» **Objective**
Copy out every line of the listing below without changing anything.

-- Begin Provided entries --

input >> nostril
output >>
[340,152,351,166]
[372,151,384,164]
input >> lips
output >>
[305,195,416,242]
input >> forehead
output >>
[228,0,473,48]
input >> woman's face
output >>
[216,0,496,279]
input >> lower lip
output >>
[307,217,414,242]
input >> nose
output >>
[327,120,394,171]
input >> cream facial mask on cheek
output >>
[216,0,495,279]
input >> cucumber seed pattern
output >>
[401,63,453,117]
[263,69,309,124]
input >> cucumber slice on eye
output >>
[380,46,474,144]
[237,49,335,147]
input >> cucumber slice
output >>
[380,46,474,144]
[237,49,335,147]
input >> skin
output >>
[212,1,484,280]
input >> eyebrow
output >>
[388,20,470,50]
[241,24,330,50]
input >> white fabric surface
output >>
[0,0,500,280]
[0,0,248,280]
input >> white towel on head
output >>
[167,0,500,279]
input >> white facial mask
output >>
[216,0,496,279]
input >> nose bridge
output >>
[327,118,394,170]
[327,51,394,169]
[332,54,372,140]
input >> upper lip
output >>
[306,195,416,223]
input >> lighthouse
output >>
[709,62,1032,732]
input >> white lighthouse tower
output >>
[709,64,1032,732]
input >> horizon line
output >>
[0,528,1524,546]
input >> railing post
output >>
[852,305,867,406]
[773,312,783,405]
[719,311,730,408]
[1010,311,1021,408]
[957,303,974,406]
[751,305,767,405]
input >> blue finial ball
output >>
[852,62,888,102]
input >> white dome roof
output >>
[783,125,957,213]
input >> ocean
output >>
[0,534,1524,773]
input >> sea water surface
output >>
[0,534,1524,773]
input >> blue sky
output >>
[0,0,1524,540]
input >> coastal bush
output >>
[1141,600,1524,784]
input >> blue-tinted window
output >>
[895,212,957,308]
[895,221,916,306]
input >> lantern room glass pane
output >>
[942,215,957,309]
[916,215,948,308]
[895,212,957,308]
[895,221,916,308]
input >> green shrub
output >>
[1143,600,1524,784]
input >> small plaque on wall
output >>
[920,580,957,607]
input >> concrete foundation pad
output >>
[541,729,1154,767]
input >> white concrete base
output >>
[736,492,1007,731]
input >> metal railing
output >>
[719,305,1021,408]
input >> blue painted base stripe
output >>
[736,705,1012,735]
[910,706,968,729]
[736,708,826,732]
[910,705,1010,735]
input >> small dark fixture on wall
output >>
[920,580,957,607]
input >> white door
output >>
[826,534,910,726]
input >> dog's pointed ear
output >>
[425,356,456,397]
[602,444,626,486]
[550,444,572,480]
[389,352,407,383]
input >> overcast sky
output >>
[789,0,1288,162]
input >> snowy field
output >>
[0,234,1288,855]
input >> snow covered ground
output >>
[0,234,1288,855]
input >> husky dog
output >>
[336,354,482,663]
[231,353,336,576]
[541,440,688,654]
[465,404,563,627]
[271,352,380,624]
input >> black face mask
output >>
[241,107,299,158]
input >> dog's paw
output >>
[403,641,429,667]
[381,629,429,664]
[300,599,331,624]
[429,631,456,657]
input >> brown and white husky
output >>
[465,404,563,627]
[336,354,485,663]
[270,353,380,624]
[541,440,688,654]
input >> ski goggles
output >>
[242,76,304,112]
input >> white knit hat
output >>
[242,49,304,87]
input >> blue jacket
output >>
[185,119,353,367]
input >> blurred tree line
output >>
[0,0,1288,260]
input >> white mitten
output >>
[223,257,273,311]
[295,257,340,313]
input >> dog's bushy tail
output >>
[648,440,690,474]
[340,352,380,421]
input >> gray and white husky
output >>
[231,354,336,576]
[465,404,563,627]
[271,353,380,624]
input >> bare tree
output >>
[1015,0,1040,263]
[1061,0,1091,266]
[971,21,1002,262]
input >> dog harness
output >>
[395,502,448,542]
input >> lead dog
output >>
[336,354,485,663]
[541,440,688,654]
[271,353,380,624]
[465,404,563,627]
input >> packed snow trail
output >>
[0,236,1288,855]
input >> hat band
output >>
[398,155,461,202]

-- End Provided entries --

» **Reply**
input >> nostril
output >>
[340,152,351,166]
[372,151,384,164]
input >> lips
output >>
[305,195,416,242]
input >> forehead
output >>
[228,0,473,48]
input >> woman's face
output >>
[216,0,496,279]
input >> lower lip
output >>
[307,217,414,242]
input >> nose
output >>
[327,120,394,171]
input >> cream facial mask on cheek
output >>
[216,0,495,279]
input >> cucumber seed pattern
output >>
[401,63,453,117]
[263,69,309,124]
input >> cucumber slice on eye
output >>
[380,46,474,144]
[237,49,335,147]
input >> cucumber slice
output >>
[380,46,474,144]
[237,49,335,147]
input >> skin
output >>
[212,1,484,280]
input >> eyebrow
output >>
[388,20,470,50]
[241,24,330,50]
input >> white fabric surface
output >>
[0,0,500,280]
[0,0,248,280]
input >> white towel on head
output >>
[167,0,500,279]
input >> white facial mask
output >>
[216,0,496,279]
input >> nose bridge
output >>
[327,118,394,170]
[327,51,394,169]
[332,54,372,140]
input >> upper lip
output >>
[306,195,416,223]
input >> lighthouse
output >>
[709,62,1032,732]
input >> white lighthouse tower
output >>
[709,64,1032,732]
input >> horizon line
output >>
[0,528,1524,546]
input >> railing post
output >>
[852,305,867,406]
[773,312,783,405]
[719,311,730,408]
[1010,311,1021,408]
[957,303,974,406]
[751,305,767,405]
input >> blue finial ball
output >>
[852,62,888,102]
input >> white dome roof
output >>
[783,125,957,213]
input >> ocean
output >>
[0,534,1524,773]
input >> sea water surface
output >>
[0,534,1524,773]
input >> blue sky
output >>
[0,0,1524,540]
input >> coastal bush
output >>
[1141,600,1524,784]
input >> blue-tinted window
output >>
[895,212,957,308]
[895,221,916,306]
input >> lantern room glass pane
output >>
[942,215,957,309]
[916,215,948,308]
[895,212,957,308]
[895,221,916,308]
input >> green shrub
output >>
[1143,600,1524,784]
input >> small plaque on wall
output >>
[920,580,957,607]
input >> concrete foundation pad
output >>
[541,729,1154,767]
input >> white concrete base
output >>
[736,492,1007,731]
input >> metal railing
output >>
[719,305,1021,408]
input >> blue painted base stripe
output >>
[736,705,1012,735]
[910,706,968,729]
[736,708,826,732]
[910,705,1010,735]
input >> small dark fixture on wall
output >>
[920,580,957,607]
input >> white door
output >>
[826,534,910,726]
input >> dog's pointed ear
output >>
[425,356,456,397]
[602,444,626,486]
[550,444,572,480]
[389,352,407,383]
input >> overcast sky
output >>
[789,0,1288,162]
input >> snowy field
output >>
[0,234,1288,855]
input >> snow covered ground
output >>
[0,234,1288,855]
input >> husky dog
output >>
[336,354,482,663]
[231,353,336,576]
[541,440,688,654]
[465,404,563,627]
[271,352,380,624]
input >> black face mask
output >>
[241,107,299,158]
input >> dog's paw
output >>
[403,641,429,667]
[381,629,429,664]
[300,599,331,624]
[429,631,456,657]
input >> brown and white husky
output >>
[465,404,563,627]
[336,354,485,663]
[270,353,380,624]
[541,440,688,654]
input >> ski goggles
output >>
[242,76,304,112]
input >> white knit hat
output >>
[242,49,304,87]
input >> blue jacket
output >>
[185,119,353,367]
input >> blurred tree line
output >>
[0,0,1288,260]
input >> white mitten
output >>
[223,257,273,311]
[295,257,340,313]
input >> dog's bushy tail
output >>
[648,440,690,474]
[340,352,380,421]
input >> gray and white husky
output >>
[231,354,336,576]
[465,404,563,627]
[271,353,380,624]
input >> bare tree
output >>
[1015,0,1040,263]
[1061,0,1091,266]
[971,21,1002,262]
input >> dog harness
output >>
[395,502,448,542]
input >> lead dog
output >>
[336,354,485,663]
[541,440,688,654]
[271,353,380,624]
[465,404,563,627]
input >> packed snow trail
output >>
[0,236,1288,855]
input >> hat band
output >>
[398,155,461,202]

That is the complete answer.